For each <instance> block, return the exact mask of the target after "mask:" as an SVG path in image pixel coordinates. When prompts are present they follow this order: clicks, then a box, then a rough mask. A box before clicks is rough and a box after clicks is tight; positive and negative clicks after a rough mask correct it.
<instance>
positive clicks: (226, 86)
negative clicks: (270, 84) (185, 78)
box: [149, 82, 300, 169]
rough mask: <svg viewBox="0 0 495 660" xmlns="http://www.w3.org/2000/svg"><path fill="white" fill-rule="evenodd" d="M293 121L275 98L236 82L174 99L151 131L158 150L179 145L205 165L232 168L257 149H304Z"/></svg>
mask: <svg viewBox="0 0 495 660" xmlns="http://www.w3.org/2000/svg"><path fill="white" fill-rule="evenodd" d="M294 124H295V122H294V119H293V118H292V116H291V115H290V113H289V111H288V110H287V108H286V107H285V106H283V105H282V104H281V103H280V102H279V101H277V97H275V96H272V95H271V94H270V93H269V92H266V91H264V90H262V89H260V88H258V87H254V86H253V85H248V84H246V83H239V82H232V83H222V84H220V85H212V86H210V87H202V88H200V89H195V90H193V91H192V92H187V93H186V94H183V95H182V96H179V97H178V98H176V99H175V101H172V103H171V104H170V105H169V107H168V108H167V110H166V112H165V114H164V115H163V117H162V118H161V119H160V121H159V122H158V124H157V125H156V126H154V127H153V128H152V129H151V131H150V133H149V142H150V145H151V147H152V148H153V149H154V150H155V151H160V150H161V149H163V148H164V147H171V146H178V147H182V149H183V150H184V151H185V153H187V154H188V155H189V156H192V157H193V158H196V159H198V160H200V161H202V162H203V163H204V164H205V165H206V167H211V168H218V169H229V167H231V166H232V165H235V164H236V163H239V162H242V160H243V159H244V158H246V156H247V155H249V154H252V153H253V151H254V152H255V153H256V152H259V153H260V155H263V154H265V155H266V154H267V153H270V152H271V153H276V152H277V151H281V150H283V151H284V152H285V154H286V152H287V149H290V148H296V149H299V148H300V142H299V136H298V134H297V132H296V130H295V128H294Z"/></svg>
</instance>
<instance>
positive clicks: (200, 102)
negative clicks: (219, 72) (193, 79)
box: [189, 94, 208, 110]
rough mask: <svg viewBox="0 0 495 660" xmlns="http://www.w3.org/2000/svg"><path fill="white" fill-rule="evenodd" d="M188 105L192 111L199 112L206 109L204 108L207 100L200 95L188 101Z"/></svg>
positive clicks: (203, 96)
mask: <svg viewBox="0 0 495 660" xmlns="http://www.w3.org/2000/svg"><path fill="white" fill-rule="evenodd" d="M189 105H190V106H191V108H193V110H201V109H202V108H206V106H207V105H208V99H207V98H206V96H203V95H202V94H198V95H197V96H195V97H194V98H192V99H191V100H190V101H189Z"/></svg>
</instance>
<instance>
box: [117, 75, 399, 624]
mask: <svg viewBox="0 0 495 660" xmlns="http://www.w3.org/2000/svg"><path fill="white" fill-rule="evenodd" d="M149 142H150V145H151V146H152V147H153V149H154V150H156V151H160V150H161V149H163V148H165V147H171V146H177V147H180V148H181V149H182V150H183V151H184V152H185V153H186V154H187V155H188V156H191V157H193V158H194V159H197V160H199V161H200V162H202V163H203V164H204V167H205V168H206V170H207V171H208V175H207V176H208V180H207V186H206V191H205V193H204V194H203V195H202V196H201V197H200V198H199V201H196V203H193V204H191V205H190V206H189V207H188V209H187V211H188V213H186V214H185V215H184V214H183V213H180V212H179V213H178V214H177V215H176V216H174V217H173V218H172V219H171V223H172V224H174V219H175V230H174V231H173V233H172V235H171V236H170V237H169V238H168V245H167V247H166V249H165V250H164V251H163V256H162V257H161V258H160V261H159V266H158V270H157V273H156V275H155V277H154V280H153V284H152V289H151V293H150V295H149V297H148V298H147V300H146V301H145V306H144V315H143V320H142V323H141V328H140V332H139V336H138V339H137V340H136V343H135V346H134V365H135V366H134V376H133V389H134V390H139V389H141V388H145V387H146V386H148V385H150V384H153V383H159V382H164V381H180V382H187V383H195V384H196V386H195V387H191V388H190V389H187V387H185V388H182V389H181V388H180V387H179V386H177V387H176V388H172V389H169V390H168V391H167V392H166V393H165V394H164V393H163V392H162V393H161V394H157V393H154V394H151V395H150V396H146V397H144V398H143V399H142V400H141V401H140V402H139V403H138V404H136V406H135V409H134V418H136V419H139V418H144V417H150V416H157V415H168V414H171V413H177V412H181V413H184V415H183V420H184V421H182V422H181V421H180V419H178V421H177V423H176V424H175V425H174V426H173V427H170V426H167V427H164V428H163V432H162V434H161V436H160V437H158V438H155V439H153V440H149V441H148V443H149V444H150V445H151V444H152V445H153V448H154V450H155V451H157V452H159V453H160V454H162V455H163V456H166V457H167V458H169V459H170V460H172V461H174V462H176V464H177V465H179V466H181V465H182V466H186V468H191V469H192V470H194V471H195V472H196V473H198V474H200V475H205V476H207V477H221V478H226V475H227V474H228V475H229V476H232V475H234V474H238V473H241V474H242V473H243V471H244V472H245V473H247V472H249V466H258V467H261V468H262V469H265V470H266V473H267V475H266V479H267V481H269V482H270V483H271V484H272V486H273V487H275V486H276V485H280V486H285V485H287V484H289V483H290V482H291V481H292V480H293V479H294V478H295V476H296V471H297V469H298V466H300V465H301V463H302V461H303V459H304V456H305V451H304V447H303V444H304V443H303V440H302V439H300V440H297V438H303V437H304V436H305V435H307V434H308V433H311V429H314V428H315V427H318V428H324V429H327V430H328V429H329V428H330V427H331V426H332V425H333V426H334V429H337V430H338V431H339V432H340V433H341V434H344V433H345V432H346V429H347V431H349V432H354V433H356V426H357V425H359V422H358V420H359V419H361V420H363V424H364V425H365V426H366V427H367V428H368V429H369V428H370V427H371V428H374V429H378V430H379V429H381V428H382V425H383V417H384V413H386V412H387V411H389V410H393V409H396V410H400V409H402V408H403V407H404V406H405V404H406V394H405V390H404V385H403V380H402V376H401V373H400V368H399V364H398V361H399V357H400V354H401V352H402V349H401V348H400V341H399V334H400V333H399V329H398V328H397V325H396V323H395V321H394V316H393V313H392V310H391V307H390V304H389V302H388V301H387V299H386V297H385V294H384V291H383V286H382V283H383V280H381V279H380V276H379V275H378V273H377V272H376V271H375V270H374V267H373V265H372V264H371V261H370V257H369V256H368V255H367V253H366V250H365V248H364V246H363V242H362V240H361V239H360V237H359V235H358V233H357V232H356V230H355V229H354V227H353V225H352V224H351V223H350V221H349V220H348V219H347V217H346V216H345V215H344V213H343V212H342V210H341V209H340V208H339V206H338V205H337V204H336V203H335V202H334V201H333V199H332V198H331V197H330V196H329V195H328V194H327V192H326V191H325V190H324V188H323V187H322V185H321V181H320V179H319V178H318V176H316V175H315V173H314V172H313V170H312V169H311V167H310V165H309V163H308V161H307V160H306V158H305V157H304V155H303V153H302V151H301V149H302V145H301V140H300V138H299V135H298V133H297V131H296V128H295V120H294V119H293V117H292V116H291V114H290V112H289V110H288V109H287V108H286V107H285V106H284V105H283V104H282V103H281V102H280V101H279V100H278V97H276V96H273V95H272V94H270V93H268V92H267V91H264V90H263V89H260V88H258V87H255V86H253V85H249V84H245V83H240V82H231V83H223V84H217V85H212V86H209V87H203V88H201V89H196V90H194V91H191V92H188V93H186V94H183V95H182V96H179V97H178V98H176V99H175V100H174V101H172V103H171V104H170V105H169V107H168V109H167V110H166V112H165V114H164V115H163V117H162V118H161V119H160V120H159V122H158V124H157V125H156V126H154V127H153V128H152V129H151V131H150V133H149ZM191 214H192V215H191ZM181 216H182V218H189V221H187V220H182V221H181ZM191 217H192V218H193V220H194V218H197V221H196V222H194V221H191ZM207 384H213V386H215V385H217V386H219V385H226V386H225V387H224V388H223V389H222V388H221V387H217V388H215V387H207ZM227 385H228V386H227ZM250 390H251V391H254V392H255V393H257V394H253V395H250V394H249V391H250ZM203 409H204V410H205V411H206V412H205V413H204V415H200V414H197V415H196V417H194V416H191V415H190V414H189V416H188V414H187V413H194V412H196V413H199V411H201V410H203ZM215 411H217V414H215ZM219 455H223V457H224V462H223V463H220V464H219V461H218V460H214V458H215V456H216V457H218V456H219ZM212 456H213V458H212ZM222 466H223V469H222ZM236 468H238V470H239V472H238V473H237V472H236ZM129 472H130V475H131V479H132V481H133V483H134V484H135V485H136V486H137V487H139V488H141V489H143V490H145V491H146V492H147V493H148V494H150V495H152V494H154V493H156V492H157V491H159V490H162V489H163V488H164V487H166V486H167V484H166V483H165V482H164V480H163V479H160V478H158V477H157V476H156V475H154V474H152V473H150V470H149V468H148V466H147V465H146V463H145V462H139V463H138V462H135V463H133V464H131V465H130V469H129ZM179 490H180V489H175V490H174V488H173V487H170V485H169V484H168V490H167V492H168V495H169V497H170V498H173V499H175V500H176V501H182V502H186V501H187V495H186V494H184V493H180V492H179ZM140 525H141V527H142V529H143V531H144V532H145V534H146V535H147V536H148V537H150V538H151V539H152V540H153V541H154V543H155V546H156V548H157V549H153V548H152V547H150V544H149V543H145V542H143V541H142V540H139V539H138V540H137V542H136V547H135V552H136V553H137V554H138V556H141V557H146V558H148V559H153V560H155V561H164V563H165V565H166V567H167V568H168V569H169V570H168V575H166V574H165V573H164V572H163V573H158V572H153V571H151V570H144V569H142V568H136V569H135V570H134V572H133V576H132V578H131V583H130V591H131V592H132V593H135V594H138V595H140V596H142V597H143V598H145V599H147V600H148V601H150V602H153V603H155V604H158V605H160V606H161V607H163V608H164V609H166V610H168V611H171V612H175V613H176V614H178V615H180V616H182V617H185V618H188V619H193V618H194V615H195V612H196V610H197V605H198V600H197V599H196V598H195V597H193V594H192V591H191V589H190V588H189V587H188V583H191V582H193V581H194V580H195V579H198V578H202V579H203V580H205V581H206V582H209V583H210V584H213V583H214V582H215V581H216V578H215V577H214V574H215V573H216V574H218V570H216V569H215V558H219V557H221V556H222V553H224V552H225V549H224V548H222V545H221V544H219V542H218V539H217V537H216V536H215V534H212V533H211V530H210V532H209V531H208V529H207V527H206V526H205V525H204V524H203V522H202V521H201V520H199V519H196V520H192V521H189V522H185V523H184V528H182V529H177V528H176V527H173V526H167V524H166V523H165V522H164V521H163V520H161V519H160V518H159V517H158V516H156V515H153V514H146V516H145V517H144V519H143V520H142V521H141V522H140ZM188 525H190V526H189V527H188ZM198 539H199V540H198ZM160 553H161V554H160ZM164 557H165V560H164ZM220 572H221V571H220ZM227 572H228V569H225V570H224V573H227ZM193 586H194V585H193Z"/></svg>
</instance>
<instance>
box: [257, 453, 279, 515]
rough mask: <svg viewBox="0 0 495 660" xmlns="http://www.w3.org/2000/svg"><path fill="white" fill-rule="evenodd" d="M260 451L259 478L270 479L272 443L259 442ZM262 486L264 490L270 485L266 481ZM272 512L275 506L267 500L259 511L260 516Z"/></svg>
——
◆ **Assignment**:
An exact copy is required of each line from the one containing "box: [257, 453, 279, 515]" through the last line of the material, and of no other line.

◆ **Reply**:
box: [257, 453, 279, 515]
rough mask: <svg viewBox="0 0 495 660" xmlns="http://www.w3.org/2000/svg"><path fill="white" fill-rule="evenodd" d="M260 451L259 478L270 479L272 443L259 442ZM262 486L264 490L270 485L266 481ZM272 512L275 506L267 500L259 511L260 516Z"/></svg>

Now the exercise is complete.